**WHAT YOU SHOULD DO:** Give an exact copy of every entry.

**Records from a data collection:**
===
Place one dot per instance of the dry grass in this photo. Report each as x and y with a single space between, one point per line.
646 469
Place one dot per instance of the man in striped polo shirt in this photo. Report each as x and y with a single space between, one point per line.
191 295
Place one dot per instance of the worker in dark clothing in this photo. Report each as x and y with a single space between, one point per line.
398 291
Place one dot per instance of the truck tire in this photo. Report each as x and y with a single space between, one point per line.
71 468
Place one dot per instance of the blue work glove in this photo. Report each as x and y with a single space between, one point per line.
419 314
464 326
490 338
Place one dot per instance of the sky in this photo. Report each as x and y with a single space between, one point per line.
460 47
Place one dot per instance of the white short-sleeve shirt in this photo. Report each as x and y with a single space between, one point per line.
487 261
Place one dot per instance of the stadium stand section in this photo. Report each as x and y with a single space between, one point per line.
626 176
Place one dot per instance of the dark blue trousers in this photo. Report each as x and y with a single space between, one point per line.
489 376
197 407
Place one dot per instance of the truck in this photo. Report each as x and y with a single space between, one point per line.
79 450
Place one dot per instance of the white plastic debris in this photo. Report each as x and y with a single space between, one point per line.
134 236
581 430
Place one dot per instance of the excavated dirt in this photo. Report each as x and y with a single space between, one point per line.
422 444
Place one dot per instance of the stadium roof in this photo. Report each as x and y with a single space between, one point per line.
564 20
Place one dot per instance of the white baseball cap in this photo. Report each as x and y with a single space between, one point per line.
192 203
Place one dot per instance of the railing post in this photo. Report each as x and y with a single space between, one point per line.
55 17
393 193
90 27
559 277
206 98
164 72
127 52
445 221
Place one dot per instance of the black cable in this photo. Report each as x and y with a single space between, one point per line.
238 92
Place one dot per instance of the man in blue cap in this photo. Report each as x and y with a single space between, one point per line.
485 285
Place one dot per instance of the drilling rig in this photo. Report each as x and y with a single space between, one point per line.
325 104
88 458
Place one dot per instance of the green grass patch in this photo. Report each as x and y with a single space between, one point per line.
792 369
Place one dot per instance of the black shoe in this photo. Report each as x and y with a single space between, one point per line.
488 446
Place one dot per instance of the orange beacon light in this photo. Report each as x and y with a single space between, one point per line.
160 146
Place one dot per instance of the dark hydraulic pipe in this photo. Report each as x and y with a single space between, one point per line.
===
**RESPONSE TO THIS TASK:**
Place one dot per instance of the dry grass in this photo. Report each as x and y with a single space between, one point per line.
646 469
Place one dot per instance of the man in striped polo shirt in this photo. Report each as x and y with a single space between, one point per line.
191 295
Place one dot per instance of the worker in dark clothing in this photo. Report each as x and y with a single space between, one point per line.
398 291
Place one dot per instance of the truck tire in this photo. Report each as x and y with a single space between, one point per line.
71 468
Place one dot per instance of the blue work glove in this photo. Report each as x and y with a single space between, one point per line.
419 314
464 326
490 338
Place one dot per instance of the sky in this photo. Report each as x and y with a single space between, one point per line.
460 47
Place one dot per instance of the white short-sleeve shirt in this photo. Report each as x and y with a single space between, one point per line.
487 261
Place one dot per instance of the stadium stand section in this photo. Report each as x and y with a single space between, one point per line.
626 176
Place one dot per instance of the dark blue trousers in this photo. Report each as x and y with a single space between, one point per line.
489 376
197 407
Place one dot per instance of the truck in this photo. Report each as x and y with a single space between, one point per line.
79 450
Place one dot per instance of the white plastic debris in this photo. Report each as x and y with a single space between, one point per line.
134 236
581 430
Place one dot per instance of the excavated dirt in this photo. Report each as x and y with a single space between, one point per line.
422 444
Place one dot per instance of the stadium roof in this photo. Report each as x and y with a single space between, one point per line.
564 20
Place one dot per instance of the white baseball cap in this photo. Report each as x and y with a single space between, one point per line.
192 203
Place one dot per instance of the railing post in this photo. Report each as x and y with a single space between, one point per line.
55 17
393 193
90 27
559 277
206 98
164 72
127 52
445 221
Place one dot per instance of the black cable in this photo. Report each as x and y with a single space between, one point per line.
238 92
Place one dot per instance of the man in blue cap in this photo. Report each as x and y with a single space between, one point per line.
485 285
Place one dot per instance of the drilling rig in this photo. Report each as x and y with a single space between, one point per line.
325 104
88 458
Place one dot per instance of the green grass patch in this photo. Report each as x and y with a single space between, one point per line.
792 369
Place one dot per instance of the black shoe in this photo. Report each as x and y with a single space between, one point per line.
488 446
Place one dot per instance of the orange beacon light in this photo. Report each as x and y with a single space between, one point per line.
160 146
Place one dot per instance of the dark hydraulic pipe in this photo. Report each as x and y with a single space between, one point per line.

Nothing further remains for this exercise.